Without leaving out a single line, copy the records exactly.

--- Material for this task Enclosed Below ---

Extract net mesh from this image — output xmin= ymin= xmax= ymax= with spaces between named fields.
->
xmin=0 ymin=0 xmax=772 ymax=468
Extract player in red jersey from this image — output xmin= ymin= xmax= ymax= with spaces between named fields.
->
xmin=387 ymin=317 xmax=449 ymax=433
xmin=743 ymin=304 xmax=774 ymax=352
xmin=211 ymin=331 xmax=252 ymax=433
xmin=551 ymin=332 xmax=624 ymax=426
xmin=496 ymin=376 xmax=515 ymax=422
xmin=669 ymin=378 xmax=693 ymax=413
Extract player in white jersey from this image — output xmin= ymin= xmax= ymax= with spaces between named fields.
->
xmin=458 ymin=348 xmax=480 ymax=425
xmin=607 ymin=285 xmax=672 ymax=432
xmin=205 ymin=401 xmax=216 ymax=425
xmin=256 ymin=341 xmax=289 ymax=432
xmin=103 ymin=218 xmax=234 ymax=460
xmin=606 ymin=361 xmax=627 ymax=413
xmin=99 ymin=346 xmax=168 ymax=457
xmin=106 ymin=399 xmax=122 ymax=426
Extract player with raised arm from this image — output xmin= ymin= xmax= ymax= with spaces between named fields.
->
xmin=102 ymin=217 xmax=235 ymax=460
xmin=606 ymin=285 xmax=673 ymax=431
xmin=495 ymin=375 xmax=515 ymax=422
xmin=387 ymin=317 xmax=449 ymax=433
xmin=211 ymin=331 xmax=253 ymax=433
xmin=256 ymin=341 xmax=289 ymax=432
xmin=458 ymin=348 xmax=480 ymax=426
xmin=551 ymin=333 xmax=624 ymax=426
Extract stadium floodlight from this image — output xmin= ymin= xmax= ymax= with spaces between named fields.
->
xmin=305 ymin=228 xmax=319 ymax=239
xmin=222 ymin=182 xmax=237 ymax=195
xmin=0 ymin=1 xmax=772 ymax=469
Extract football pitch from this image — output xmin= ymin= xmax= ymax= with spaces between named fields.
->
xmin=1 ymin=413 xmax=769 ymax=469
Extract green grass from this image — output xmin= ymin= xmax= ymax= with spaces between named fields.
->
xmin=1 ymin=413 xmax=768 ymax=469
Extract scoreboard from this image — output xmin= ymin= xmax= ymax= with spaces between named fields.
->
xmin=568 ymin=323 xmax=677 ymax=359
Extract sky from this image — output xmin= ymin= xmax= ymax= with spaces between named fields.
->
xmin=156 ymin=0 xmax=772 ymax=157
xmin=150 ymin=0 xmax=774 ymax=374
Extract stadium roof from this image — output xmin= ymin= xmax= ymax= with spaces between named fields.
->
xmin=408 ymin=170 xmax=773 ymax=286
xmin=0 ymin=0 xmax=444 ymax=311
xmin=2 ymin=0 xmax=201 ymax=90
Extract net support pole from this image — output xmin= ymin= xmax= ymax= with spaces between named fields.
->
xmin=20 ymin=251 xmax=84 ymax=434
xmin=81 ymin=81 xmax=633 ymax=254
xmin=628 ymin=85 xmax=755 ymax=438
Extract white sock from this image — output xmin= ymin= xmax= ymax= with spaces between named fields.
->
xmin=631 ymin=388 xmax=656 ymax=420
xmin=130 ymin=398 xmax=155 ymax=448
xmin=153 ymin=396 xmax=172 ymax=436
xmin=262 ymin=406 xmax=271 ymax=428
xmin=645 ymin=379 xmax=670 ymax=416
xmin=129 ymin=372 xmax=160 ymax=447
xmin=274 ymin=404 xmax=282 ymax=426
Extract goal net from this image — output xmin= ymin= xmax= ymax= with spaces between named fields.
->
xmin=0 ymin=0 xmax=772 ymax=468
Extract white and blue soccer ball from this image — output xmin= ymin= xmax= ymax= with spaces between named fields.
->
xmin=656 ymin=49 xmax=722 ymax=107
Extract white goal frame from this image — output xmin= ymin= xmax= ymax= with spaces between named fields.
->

--- End of Enclosed Material for this task ---

Answer to this problem:
Extract net mesh from this image — output xmin= ymin= xmax= ymax= with spaces between named fields.
->
xmin=0 ymin=0 xmax=772 ymax=468
Extract player in red jersey from this image — output xmin= ymin= xmax= ymax= with spaces between named fields.
->
xmin=387 ymin=317 xmax=449 ymax=433
xmin=743 ymin=304 xmax=774 ymax=352
xmin=211 ymin=331 xmax=252 ymax=433
xmin=551 ymin=332 xmax=624 ymax=426
xmin=496 ymin=376 xmax=515 ymax=422
xmin=669 ymin=378 xmax=693 ymax=413
Extract player in white jersey from this image — output xmin= ymin= xmax= ymax= with spaces between named fields.
->
xmin=458 ymin=348 xmax=480 ymax=425
xmin=607 ymin=285 xmax=672 ymax=432
xmin=205 ymin=401 xmax=216 ymax=425
xmin=256 ymin=341 xmax=289 ymax=432
xmin=103 ymin=218 xmax=234 ymax=460
xmin=606 ymin=361 xmax=627 ymax=413
xmin=99 ymin=346 xmax=168 ymax=457
xmin=106 ymin=399 xmax=122 ymax=426
Extract player with raised arm from this image — output xmin= ymin= xmax= ymax= with spaces between named fields.
->
xmin=102 ymin=217 xmax=235 ymax=460
xmin=606 ymin=285 xmax=673 ymax=431
xmin=495 ymin=375 xmax=515 ymax=422
xmin=387 ymin=317 xmax=449 ymax=433
xmin=211 ymin=331 xmax=253 ymax=433
xmin=256 ymin=341 xmax=289 ymax=432
xmin=458 ymin=348 xmax=480 ymax=426
xmin=551 ymin=333 xmax=624 ymax=426
Extract stadium floodlight from this image — output xmin= ymin= xmax= ymax= with spaces between named fields.
->
xmin=305 ymin=228 xmax=319 ymax=239
xmin=222 ymin=182 xmax=237 ymax=195
xmin=0 ymin=1 xmax=772 ymax=469
Extract football pitch from this image — output xmin= ymin= xmax= ymax= with spaces between named fields.
->
xmin=1 ymin=413 xmax=769 ymax=469
Extract green grass from this image — output xmin= ymin= xmax= ymax= with spaces between named fields.
->
xmin=1 ymin=413 xmax=768 ymax=469
Extract scoreboard from this image — output xmin= ymin= xmax= ymax= with spaces between named fields.
->
xmin=568 ymin=323 xmax=677 ymax=359
Extract sky from this image — output xmin= ymin= xmax= ymax= with spaces between named fields.
->
xmin=156 ymin=0 xmax=772 ymax=157
xmin=150 ymin=0 xmax=774 ymax=374
Extract stadium roof from this image — output xmin= ymin= xmax= ymax= with spaces between named fields.
->
xmin=408 ymin=170 xmax=773 ymax=286
xmin=0 ymin=0 xmax=444 ymax=311
xmin=2 ymin=0 xmax=201 ymax=90
Extract net support pole from this image — output xmin= ymin= xmax= ymax= with spaces between named fields.
->
xmin=20 ymin=251 xmax=84 ymax=434
xmin=81 ymin=81 xmax=633 ymax=254
xmin=628 ymin=85 xmax=755 ymax=438
Extract white sock from this image — output xmin= ymin= xmax= ymax= with spaces between named fields.
->
xmin=631 ymin=388 xmax=656 ymax=420
xmin=130 ymin=398 xmax=155 ymax=448
xmin=153 ymin=396 xmax=172 ymax=436
xmin=262 ymin=406 xmax=271 ymax=428
xmin=645 ymin=379 xmax=670 ymax=416
xmin=129 ymin=372 xmax=160 ymax=447
xmin=274 ymin=404 xmax=282 ymax=426
Extract goal net from this image — output xmin= ymin= xmax= ymax= with spaces between named fields.
->
xmin=0 ymin=0 xmax=772 ymax=468
Extract white and blue soccer ball from this image — output xmin= ymin= xmax= ymax= with spaces between named fields.
->
xmin=656 ymin=49 xmax=722 ymax=107
Extract white goal frame from this image — output xmin= ymin= xmax= ymax= with spaces between named fields.
->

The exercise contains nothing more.